> **Direction**: Count how many of the lines below contain the word "window", treating uppercase and lowercase as different, and reply with only that number.

★ ★ ★ ★

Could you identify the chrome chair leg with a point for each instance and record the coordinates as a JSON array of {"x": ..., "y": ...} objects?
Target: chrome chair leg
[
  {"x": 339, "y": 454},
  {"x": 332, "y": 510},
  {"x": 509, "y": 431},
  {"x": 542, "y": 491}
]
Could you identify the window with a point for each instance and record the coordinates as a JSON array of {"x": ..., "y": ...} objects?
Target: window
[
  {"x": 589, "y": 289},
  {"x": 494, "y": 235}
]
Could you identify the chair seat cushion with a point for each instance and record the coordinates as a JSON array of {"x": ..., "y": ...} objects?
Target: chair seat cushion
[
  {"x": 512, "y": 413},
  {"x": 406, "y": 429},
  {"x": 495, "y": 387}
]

★ ★ ★ ★

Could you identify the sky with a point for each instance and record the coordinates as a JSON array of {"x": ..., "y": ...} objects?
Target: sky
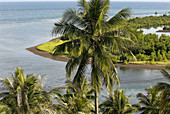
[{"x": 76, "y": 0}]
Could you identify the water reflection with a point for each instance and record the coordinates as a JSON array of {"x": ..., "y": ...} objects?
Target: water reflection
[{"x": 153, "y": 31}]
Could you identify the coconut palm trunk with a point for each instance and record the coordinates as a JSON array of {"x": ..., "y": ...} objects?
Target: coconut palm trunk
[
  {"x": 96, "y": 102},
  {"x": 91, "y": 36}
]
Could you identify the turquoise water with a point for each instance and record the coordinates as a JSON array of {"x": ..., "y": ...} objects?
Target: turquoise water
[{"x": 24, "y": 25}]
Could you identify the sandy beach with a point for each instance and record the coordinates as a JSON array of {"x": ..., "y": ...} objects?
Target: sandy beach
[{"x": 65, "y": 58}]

★ ★ ★ ★

> **Solution to the exercise**: 2